[Texto para revisión]
○ ○ ○ ○

Zhang vive con sus padres y juntos llevaban una vida normal hasta que a principios de esta semana su madre cayó enferma. No le preocupa haber estado expuesta al virus, porque “los jóvenes no nos contagiamos tan fácilmente, pero la gente mayor no puede resistir”: todos los fallecidos hasta la fecha han sido mayores de 70 años. En este momento, Zhang solamente ansía tener más información sobre el estado de salud de su madre. “Yo estaba trabajando y no sé qué ha pasado, debe haber empeorado si la han trasladado aquí”. Aunque con todos los accesos al hospital bloqueados es imposible establecer contacto, no desiste. “No me moveré de aquí hasta que sepa algo más, solo entonces volveré a casa”.
Las calles de Wuhan están desiertas y los pocos comercios que habían abierto por la mañana ya han cerrado. Para algunos, no obstante, la vida sigue pese a todo. Es el caso de la taxista Wu Yunsong, quien ha visto la oportunidad de hacer un poco de dinero extra dada la poca cantidad de autos en las calzadas. Está preocupada, pero lo lleva con resignación. “Si desde arriba quieren que muera no podré hacer nada por evitarlo, por eso estoy trabajando hoy”.

○ ○ ○ ○

[Descripción de la tarea]
Responda a las siguientes preguntas sobre el texto acerca de Wuhan.
(a) ¿Quién cayó enferma a principios de esta semana?
(b) ¿Qué edad tenían todos los fallecidos hasta la fecha?
(c) ¿Qué oportunidad ha visto la taxista Wu Yunsong?

[Datos proporcionados]

○ ○ ○ ○

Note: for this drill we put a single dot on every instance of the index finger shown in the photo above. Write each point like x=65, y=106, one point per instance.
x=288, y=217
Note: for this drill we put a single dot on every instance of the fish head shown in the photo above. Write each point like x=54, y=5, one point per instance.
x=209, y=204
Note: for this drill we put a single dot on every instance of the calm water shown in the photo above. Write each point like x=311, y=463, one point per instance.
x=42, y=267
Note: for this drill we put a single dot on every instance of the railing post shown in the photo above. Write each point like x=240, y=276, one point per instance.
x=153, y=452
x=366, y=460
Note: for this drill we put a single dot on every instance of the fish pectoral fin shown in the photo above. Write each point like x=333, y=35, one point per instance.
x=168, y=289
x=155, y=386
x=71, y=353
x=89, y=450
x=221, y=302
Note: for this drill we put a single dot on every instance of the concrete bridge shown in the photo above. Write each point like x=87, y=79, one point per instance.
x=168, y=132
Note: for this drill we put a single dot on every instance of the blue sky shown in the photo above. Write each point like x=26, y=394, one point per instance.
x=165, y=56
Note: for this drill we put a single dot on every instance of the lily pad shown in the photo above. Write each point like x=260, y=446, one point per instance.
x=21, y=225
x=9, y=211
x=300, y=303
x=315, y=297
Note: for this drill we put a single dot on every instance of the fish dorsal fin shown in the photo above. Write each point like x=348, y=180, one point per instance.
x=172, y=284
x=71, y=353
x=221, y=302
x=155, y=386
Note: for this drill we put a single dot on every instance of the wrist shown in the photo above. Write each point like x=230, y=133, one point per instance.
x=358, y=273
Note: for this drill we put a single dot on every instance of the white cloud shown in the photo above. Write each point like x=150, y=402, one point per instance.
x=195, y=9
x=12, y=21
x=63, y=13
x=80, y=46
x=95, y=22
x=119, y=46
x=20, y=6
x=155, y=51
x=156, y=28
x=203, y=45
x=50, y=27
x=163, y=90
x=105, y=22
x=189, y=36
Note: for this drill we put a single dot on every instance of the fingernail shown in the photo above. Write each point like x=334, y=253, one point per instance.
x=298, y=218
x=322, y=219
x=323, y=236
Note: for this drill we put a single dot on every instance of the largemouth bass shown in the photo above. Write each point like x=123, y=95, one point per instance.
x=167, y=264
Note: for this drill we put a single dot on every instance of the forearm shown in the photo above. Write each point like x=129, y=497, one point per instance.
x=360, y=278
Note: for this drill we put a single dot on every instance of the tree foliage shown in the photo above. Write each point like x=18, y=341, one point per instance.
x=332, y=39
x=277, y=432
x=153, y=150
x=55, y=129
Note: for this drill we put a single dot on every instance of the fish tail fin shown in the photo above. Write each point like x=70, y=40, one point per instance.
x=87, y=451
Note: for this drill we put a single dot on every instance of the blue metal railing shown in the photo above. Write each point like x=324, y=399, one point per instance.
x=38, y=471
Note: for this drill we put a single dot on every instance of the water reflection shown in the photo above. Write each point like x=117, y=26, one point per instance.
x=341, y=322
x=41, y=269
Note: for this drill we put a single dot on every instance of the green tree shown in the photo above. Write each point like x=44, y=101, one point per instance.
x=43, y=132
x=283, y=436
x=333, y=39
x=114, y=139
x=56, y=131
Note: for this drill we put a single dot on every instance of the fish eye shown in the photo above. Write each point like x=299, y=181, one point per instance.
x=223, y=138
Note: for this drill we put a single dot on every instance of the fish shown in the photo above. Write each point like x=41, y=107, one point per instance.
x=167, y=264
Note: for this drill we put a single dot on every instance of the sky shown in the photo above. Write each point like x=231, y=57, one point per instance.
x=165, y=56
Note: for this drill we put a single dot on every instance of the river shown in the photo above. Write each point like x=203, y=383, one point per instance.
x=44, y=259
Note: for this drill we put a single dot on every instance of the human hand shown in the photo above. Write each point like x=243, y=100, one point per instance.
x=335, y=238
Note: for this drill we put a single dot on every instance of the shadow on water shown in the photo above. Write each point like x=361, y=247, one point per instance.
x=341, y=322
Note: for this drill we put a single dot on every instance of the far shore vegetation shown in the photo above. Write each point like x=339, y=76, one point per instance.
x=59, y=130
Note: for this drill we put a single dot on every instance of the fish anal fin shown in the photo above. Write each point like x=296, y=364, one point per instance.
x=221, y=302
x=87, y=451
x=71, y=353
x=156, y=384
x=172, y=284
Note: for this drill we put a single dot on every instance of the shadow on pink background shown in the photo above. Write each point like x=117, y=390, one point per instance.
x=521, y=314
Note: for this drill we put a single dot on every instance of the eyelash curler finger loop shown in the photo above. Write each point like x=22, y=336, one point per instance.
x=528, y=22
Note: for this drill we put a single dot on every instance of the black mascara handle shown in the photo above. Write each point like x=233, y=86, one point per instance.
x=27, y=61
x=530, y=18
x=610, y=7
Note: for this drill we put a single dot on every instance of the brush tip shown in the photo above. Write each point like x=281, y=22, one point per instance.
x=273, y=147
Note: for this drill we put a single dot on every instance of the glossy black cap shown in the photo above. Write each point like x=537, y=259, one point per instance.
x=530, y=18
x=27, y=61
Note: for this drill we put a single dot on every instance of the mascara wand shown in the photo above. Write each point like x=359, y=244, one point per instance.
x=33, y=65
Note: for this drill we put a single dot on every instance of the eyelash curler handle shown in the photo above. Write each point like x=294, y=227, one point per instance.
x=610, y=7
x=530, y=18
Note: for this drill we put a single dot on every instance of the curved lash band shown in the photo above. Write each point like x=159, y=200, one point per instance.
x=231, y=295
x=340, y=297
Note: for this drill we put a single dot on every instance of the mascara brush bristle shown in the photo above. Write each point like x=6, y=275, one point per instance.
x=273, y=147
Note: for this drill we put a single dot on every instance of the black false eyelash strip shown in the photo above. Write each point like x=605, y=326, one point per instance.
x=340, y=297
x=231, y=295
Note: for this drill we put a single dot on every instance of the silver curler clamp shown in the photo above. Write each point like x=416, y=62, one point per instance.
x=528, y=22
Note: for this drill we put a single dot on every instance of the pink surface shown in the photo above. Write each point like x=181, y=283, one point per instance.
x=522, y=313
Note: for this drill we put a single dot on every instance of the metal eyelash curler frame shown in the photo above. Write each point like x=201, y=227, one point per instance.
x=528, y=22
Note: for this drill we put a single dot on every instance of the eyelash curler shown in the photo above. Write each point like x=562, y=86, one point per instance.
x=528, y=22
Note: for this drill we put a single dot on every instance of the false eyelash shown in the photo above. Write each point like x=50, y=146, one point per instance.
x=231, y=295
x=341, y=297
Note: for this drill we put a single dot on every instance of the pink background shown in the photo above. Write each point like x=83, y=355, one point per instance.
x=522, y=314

○ ○ ○ ○

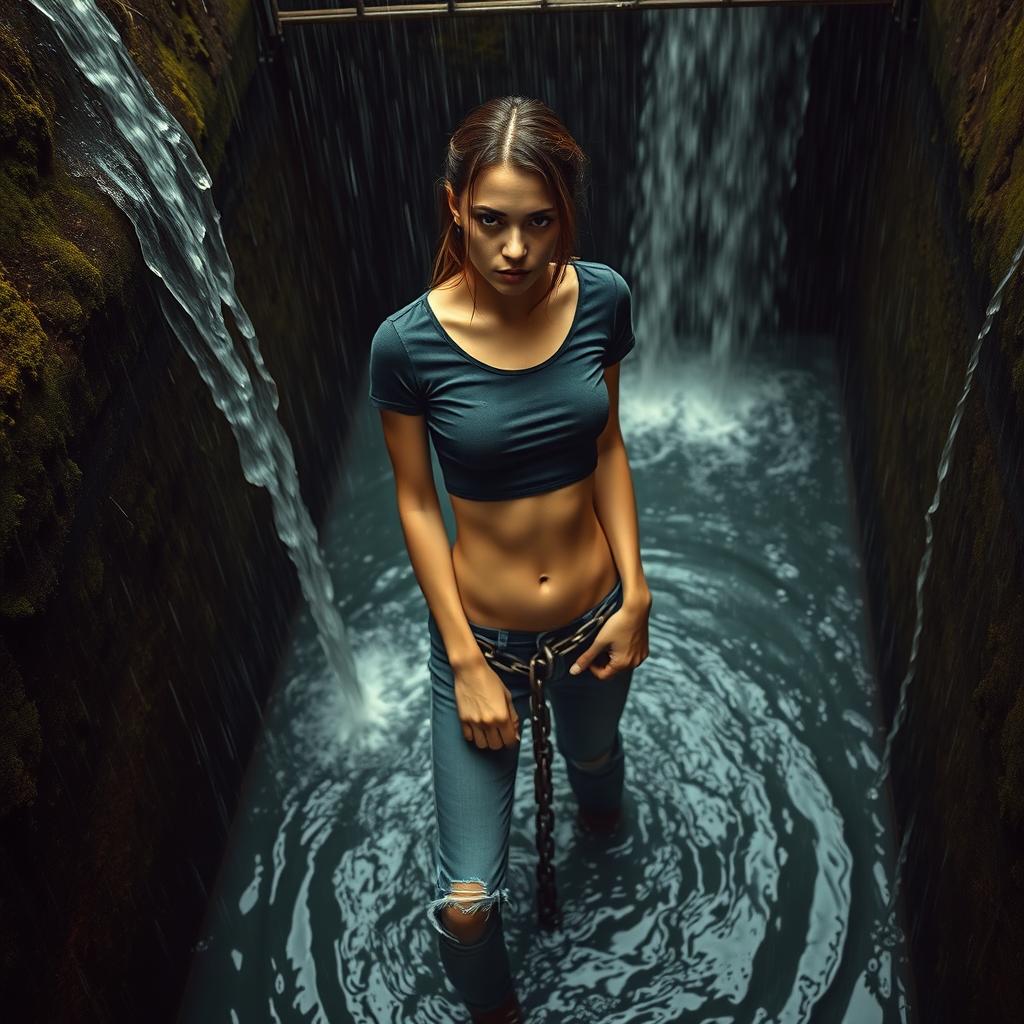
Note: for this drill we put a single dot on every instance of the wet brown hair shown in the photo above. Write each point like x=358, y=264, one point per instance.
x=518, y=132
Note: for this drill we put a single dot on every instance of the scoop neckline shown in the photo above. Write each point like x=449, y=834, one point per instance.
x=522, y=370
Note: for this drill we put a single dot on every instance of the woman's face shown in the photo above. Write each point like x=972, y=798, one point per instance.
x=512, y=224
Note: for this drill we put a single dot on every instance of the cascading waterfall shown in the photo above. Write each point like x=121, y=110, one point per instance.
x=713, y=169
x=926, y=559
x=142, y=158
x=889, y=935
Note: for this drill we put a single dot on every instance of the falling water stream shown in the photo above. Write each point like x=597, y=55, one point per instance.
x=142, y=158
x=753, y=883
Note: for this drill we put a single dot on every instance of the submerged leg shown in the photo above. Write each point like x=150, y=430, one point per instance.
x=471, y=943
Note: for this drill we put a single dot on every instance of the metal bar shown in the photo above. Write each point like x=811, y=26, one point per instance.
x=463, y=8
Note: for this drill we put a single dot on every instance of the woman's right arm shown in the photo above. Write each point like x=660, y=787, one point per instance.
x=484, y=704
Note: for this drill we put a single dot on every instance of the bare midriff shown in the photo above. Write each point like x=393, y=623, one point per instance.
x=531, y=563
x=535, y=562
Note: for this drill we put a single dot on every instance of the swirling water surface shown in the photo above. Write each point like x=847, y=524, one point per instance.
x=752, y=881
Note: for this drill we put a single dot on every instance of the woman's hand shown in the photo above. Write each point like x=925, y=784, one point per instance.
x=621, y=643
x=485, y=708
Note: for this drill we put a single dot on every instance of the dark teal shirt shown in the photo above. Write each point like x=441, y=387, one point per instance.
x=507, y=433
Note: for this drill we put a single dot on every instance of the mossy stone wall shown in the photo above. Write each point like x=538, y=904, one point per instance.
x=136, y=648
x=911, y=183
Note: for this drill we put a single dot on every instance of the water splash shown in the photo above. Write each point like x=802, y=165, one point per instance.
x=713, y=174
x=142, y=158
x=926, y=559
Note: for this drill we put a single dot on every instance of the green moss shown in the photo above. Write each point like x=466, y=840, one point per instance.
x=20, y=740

○ ○ ○ ○

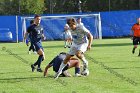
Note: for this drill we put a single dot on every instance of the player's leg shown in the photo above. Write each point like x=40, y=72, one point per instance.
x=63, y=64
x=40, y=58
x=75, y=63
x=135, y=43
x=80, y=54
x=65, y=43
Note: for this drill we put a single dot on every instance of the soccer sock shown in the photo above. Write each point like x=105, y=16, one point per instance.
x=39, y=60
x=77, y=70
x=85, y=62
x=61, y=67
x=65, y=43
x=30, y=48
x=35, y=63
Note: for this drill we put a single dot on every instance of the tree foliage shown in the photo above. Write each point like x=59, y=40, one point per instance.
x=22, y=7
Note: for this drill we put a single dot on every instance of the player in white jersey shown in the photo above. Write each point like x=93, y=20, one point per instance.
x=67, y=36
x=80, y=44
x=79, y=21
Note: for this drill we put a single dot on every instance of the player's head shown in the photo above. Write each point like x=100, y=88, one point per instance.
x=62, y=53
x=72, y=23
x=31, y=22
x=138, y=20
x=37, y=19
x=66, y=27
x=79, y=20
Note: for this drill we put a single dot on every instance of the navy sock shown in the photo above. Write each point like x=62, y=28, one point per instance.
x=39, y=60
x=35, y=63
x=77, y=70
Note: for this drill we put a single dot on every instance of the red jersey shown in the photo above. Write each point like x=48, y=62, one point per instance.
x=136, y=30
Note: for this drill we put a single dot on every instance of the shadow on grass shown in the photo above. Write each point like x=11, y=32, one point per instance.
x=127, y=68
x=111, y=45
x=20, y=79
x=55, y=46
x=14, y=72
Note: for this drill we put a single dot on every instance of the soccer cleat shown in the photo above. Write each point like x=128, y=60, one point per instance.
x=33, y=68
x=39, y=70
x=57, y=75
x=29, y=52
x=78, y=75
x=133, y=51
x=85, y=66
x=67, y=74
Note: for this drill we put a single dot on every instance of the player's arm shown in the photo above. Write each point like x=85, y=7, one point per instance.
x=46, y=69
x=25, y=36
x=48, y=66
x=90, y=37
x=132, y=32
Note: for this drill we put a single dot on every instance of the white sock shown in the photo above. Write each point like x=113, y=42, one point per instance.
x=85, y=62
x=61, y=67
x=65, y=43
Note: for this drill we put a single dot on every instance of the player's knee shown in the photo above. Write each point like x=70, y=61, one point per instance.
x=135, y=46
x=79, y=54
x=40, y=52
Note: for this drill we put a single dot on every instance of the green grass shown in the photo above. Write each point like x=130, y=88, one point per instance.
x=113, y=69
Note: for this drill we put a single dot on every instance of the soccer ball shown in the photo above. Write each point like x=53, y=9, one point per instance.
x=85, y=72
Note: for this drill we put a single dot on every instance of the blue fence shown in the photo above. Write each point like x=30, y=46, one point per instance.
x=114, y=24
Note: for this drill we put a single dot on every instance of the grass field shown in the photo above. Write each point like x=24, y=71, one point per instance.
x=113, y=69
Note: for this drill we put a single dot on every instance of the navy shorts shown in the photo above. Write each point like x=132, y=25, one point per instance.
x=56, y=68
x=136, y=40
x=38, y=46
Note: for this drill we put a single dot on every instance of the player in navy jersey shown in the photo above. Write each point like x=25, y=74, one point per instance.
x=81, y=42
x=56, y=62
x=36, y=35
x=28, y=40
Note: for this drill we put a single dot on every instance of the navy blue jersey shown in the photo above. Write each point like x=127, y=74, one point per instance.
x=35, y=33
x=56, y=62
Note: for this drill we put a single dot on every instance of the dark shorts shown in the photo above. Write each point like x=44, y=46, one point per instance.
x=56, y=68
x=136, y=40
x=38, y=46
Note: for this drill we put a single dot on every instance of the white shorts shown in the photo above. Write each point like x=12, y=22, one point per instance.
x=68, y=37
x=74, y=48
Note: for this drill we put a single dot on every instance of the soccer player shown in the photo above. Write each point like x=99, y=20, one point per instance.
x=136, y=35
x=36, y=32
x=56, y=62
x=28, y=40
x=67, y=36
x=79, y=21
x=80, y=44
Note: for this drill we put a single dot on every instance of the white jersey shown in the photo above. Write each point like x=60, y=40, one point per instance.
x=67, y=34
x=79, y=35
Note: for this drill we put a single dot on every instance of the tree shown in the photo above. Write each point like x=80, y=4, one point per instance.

○ ○ ○ ○

[Respuesta]
(a) La madre de Zhang.
(b) Eran mayores de 70 años.
(c) La de hacer un poco de dinero extra, dada la poca cantidad de autos en las calzadas.